Work request:
Could you repeat the data word for word while skipping the pictures?

Material for this task:
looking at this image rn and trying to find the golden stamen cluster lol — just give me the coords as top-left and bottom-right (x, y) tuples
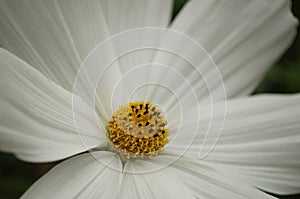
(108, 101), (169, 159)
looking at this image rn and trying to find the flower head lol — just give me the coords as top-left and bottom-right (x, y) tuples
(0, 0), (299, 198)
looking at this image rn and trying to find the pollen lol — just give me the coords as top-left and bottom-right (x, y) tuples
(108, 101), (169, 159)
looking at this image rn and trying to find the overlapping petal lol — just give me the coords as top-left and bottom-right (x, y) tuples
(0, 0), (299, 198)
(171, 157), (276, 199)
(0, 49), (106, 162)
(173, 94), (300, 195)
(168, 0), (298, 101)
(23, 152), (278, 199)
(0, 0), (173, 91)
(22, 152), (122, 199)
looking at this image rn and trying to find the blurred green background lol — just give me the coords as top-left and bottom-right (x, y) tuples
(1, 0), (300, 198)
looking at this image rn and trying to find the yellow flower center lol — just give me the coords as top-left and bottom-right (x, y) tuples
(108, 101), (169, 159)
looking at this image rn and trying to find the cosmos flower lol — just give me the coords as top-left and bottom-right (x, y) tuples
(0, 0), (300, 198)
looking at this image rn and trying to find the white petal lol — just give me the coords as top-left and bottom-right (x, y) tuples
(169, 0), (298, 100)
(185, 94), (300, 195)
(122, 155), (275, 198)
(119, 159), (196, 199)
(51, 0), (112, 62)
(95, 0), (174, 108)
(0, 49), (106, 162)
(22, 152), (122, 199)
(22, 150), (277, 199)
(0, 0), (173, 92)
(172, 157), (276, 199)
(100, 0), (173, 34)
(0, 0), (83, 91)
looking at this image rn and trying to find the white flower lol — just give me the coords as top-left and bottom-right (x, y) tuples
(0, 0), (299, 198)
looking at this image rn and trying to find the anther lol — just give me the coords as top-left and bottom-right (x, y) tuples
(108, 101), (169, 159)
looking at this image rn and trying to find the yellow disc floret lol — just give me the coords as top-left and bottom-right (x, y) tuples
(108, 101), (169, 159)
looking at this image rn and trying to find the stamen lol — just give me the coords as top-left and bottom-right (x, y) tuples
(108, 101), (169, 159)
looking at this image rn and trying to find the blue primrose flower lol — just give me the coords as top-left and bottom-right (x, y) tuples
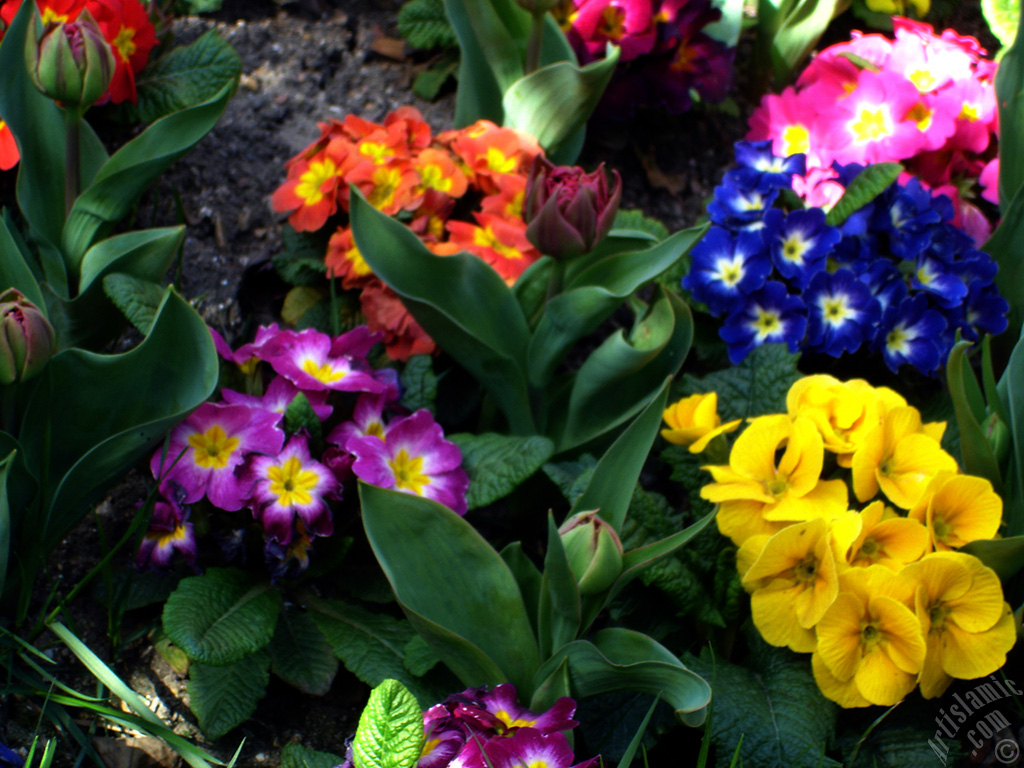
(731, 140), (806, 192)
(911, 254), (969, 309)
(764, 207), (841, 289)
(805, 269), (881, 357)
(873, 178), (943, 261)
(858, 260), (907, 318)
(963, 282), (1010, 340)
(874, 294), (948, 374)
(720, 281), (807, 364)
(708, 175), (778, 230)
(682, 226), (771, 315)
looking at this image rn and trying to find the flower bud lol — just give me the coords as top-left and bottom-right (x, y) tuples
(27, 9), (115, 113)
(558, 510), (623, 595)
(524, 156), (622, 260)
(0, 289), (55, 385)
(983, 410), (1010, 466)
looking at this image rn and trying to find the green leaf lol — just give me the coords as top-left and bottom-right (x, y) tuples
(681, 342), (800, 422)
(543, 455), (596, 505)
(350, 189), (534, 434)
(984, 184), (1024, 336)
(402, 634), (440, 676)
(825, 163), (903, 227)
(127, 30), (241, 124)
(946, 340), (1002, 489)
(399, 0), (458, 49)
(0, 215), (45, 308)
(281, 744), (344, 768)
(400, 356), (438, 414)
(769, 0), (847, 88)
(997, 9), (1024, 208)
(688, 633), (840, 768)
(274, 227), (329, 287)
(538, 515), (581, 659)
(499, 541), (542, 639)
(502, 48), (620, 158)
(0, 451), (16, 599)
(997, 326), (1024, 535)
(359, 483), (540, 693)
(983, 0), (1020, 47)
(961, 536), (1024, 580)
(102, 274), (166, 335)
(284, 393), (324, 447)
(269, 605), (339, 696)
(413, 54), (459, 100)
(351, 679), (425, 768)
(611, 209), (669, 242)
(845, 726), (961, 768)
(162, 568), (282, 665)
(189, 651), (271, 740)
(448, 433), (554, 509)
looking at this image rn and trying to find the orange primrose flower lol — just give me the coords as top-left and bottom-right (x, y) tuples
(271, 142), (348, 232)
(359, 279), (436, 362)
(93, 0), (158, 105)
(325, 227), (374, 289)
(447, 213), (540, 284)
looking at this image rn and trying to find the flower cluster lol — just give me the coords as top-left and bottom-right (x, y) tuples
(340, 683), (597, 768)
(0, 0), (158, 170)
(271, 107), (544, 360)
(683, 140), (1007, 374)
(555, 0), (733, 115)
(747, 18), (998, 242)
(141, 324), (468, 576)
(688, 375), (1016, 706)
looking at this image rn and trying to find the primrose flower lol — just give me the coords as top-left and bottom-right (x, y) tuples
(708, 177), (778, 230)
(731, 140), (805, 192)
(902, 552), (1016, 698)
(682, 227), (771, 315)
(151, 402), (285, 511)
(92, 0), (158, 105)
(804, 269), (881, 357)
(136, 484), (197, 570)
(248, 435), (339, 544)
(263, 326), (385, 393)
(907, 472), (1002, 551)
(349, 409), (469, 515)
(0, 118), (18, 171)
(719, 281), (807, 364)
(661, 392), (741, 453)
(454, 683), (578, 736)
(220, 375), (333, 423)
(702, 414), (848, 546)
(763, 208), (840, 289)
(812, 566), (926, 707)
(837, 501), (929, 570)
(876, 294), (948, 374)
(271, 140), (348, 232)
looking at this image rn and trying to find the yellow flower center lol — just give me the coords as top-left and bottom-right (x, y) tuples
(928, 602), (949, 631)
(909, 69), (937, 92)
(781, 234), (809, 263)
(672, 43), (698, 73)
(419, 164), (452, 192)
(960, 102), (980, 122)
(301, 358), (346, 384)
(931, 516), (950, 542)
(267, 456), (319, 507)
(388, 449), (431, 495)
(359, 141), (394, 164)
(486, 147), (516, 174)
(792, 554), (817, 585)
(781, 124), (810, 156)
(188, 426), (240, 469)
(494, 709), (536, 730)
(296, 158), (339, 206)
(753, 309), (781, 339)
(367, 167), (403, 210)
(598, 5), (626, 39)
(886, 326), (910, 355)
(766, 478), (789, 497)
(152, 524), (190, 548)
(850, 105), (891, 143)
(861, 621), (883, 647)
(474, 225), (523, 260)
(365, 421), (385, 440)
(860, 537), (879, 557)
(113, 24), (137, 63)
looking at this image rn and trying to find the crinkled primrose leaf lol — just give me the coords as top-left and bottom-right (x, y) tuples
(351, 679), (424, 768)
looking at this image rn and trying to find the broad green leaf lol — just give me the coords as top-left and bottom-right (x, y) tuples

Written answer:
looking at this image rn and trying to find the golden stamen cluster lol — just give me the coords as top-left and bottom-right (x, y) tuples
(108, 101), (169, 159)
looking at this image rn and trying to find the flower head lol — just give me the coords as top-left and bottom-right (x, y) tuples
(0, 0), (299, 198)
looking at this image rn and trying to find the pollen lol — just give me the coords as top-left and bottom-right (x, y) tuples
(108, 101), (169, 159)
looking at this image rn and trying to find the overlapping petal lol — just give me the coords as top-left and bottom-right (x, y) tuples
(0, 0), (299, 198)
(171, 157), (276, 199)
(0, 49), (106, 162)
(173, 94), (300, 195)
(168, 0), (298, 101)
(23, 152), (278, 199)
(0, 0), (173, 91)
(22, 152), (122, 199)
looking at this image rn and trying to find the blurred green background lol — just give me the coords as top-left and bottom-right (x, y) tuples
(1, 0), (300, 198)
looking at this image rn and trying to find the yellow flower center lol — just give me the coords as top-left and bottom-right (x, y) tuples
(108, 101), (169, 159)
looking at this image rn and trying to find the cosmos flower lol — just give me the coords as top-left and bottom-right (x, y) tuples
(0, 0), (300, 198)
looking at this image rn and trying to find the white petal lol — just give me the coords as top-left and bottom-right (x, y) tuples
(169, 0), (298, 100)
(185, 94), (300, 195)
(122, 155), (275, 198)
(119, 159), (196, 199)
(51, 0), (112, 62)
(95, 0), (174, 108)
(0, 49), (106, 162)
(22, 152), (122, 199)
(22, 150), (277, 199)
(0, 0), (173, 92)
(172, 157), (276, 199)
(100, 0), (173, 34)
(0, 0), (83, 91)
looking at this image rn and trying to find the white flower lol — just give me the coords as top-left and bottom-right (x, y) tuples
(0, 0), (299, 198)
looking at this image rn and trying to find the anther lol — just give me the coords as top-left and bottom-right (x, y) tuples
(108, 101), (169, 159)
looking at this image rn and trying to find the yellow disc floret lol — just give me the coords as top-left and bottom-right (x, y) tuples
(108, 101), (169, 159)
looking at this image rn and trying to find the stamen lol — just give me the coords as top-left and bottom-right (x, y) tuples
(108, 101), (169, 159)
looking at this image rn and trying to find the blue primrose flower lol — just give me the coords as top-left and bottom-right (x, y) tuples
(731, 140), (806, 192)
(911, 254), (969, 309)
(764, 207), (841, 289)
(805, 269), (881, 357)
(873, 178), (943, 261)
(858, 260), (907, 318)
(963, 282), (1010, 340)
(874, 294), (948, 374)
(720, 281), (807, 364)
(708, 175), (778, 230)
(682, 226), (771, 315)
looking at this image rn and trying to find the flower bud lol — just give me the coords as top-left and bottom-right (x, y) tuples
(27, 9), (115, 113)
(558, 510), (623, 595)
(524, 156), (622, 260)
(0, 289), (55, 385)
(983, 410), (1010, 466)
looking at this image rn and trying to find the green leaf lol — just give me the coords as top-left and bottom-right (x, y) tuples
(681, 342), (800, 422)
(543, 455), (596, 505)
(350, 189), (534, 434)
(984, 184), (1024, 336)
(402, 634), (440, 676)
(825, 163), (903, 227)
(127, 30), (241, 124)
(946, 340), (1002, 489)
(399, 0), (458, 49)
(0, 215), (45, 308)
(281, 744), (344, 768)
(400, 356), (438, 414)
(769, 0), (847, 88)
(997, 9), (1024, 208)
(688, 633), (840, 768)
(274, 227), (329, 287)
(538, 515), (581, 659)
(499, 541), (542, 639)
(502, 48), (620, 158)
(0, 451), (16, 599)
(997, 326), (1024, 535)
(359, 483), (540, 693)
(983, 0), (1020, 47)
(961, 536), (1024, 580)
(102, 274), (166, 335)
(284, 393), (324, 447)
(269, 605), (339, 696)
(413, 54), (459, 100)
(351, 679), (425, 768)
(611, 209), (669, 242)
(845, 726), (961, 768)
(162, 568), (282, 665)
(189, 651), (271, 740)
(448, 433), (554, 509)
looking at this image rn and trying to find the orange primrose flower lol — just give me the coords as top-left and bottom-right (x, y) tuples
(271, 142), (348, 232)
(359, 279), (436, 362)
(93, 0), (158, 105)
(325, 227), (374, 289)
(447, 213), (540, 284)
looking at this image rn and trying to find the flower cluster lol — just give me the coords as top-left and bottom-right (x, y) tuples
(340, 683), (597, 768)
(0, 0), (158, 170)
(271, 107), (544, 360)
(683, 140), (1007, 374)
(555, 0), (733, 115)
(747, 18), (998, 242)
(141, 324), (468, 576)
(688, 375), (1016, 706)
looking at this image rn and trying to find the primrose flower lol — just give me the coords as top-left and bottom-right (x, y) tuples
(708, 177), (778, 230)
(731, 140), (805, 192)
(902, 552), (1016, 698)
(682, 227), (771, 315)
(151, 402), (285, 511)
(92, 0), (158, 105)
(804, 269), (881, 357)
(136, 484), (197, 570)
(248, 435), (339, 544)
(263, 326), (385, 393)
(907, 472), (1002, 551)
(349, 409), (469, 515)
(0, 118), (18, 171)
(719, 281), (807, 364)
(661, 392), (741, 453)
(454, 683), (578, 736)
(220, 375), (333, 423)
(702, 414), (848, 546)
(763, 208), (840, 289)
(812, 566), (926, 707)
(837, 501), (929, 570)
(876, 294), (948, 374)
(271, 140), (348, 232)
looking at this image rn and trying to find the yellow flower center lol — just give me the coords as top-left and bottom-right (x, y) tuples
(928, 602), (949, 631)
(909, 69), (937, 92)
(781, 234), (809, 263)
(672, 43), (698, 73)
(419, 164), (452, 192)
(960, 102), (980, 122)
(301, 358), (346, 384)
(931, 516), (950, 542)
(267, 456), (319, 507)
(388, 449), (431, 495)
(359, 141), (394, 164)
(486, 147), (516, 174)
(792, 554), (817, 585)
(781, 124), (810, 156)
(188, 426), (240, 469)
(494, 709), (536, 730)
(296, 158), (339, 206)
(753, 309), (781, 339)
(367, 167), (403, 210)
(598, 5), (626, 39)
(886, 326), (910, 355)
(766, 478), (789, 497)
(152, 524), (190, 548)
(850, 105), (891, 143)
(861, 621), (883, 647)
(474, 225), (523, 260)
(365, 421), (385, 440)
(860, 537), (879, 557)
(113, 24), (137, 63)
looking at this image rn and trying to find the crinkled primrose leaf lol — just give me the coords as top-left and bottom-right (x, y) tuples
(351, 679), (424, 768)
looking at this image rn and trying to find the broad green leaf lol — just give me the coords as top-left and bottom-right (x, y) tuples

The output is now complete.